Requirements:
Find each line in the entries below that contains the word "wallet" and copy it out. Treat uppercase and lowercase as different.

Entries shown:
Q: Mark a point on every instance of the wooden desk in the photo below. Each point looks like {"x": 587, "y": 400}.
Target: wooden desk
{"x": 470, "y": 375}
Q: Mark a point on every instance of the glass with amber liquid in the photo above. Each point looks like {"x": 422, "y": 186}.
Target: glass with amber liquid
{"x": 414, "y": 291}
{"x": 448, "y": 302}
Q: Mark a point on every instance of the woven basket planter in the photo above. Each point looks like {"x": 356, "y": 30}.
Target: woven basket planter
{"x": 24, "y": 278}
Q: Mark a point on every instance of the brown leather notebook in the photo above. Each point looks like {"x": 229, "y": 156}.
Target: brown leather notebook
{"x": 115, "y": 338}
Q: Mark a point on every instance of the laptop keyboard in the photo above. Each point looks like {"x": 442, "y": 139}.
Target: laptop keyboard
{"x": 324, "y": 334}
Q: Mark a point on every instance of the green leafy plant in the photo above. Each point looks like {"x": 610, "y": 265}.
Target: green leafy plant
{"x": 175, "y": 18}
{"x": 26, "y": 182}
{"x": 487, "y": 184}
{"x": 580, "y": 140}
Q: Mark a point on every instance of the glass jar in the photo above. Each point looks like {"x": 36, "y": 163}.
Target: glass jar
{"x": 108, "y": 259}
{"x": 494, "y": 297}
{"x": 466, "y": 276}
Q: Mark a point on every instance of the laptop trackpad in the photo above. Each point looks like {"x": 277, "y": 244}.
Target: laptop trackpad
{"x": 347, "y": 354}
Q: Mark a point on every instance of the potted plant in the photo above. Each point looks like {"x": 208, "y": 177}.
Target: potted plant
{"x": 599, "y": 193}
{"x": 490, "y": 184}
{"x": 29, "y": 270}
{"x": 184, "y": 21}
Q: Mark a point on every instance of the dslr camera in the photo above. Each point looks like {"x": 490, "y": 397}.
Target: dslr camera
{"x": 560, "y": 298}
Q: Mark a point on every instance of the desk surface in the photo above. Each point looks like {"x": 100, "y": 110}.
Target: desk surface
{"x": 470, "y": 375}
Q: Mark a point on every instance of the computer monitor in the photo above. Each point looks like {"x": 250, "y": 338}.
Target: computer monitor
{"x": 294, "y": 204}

--

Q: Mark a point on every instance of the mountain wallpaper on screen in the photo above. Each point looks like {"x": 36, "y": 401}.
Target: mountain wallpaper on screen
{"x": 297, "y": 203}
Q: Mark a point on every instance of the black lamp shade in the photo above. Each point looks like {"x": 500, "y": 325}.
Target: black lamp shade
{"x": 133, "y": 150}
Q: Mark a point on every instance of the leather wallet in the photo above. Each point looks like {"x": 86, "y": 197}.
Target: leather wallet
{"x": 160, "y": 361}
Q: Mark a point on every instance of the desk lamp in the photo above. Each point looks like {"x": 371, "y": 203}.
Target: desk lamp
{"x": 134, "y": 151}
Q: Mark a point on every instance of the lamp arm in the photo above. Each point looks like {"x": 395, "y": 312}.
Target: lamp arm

Response below:
Q: Mark a point on every instance of the leather wallet in the photo above. Each point looks like {"x": 86, "y": 197}.
Target: leather wallet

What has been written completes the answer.